Records drawn from a dataset:

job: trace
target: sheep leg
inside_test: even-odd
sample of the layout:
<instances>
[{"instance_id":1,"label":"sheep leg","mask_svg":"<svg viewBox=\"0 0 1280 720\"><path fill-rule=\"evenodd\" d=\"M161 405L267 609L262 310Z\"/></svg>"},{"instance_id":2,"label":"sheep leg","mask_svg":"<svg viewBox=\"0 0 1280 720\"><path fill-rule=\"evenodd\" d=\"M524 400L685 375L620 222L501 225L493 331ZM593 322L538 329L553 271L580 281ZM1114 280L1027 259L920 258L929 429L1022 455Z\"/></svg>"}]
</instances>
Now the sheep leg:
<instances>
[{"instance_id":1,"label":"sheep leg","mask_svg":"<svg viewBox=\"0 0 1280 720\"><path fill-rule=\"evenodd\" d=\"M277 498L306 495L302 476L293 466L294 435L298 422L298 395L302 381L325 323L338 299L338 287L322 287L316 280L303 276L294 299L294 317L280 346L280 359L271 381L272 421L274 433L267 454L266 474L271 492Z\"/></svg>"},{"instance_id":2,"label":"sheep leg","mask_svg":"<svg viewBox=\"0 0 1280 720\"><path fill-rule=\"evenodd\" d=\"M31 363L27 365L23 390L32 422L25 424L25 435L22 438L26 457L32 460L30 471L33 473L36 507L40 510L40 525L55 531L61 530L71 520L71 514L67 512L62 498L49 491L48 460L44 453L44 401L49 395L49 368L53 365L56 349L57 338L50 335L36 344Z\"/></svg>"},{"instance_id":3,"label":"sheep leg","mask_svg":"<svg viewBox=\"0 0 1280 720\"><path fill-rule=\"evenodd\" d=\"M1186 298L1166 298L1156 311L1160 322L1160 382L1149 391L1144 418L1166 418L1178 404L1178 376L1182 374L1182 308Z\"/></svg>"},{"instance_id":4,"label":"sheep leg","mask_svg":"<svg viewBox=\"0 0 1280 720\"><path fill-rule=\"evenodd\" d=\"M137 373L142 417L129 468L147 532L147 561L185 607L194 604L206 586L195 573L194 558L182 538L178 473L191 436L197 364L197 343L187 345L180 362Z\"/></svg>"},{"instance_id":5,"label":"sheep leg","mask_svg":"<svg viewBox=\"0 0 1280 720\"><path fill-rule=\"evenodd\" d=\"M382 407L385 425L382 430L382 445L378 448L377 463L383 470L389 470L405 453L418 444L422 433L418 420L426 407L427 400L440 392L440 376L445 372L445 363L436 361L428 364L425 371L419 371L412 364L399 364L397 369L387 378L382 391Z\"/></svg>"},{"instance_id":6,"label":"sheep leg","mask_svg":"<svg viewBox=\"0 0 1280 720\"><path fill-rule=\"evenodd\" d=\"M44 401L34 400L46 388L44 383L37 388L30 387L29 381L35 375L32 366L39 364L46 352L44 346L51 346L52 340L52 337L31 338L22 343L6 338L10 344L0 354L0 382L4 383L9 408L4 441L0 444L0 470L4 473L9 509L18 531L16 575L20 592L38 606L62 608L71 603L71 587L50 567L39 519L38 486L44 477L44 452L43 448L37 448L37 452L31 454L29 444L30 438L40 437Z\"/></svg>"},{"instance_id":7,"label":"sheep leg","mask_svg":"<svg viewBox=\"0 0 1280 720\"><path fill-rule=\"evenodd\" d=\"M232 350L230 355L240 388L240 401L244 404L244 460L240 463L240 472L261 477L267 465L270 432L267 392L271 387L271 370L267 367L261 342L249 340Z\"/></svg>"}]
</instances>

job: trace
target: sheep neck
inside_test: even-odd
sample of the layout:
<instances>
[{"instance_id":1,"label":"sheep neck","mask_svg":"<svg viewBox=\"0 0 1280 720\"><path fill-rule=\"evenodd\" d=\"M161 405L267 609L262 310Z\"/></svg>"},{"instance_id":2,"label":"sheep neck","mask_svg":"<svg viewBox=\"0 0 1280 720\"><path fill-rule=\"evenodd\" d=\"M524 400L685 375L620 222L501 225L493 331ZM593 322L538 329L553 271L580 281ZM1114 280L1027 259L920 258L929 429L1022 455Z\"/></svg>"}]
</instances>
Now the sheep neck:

## [What is expected]
How many lines of the entries above include the word "neck"? Reply with the number alone.

## [Output of the exercise]
3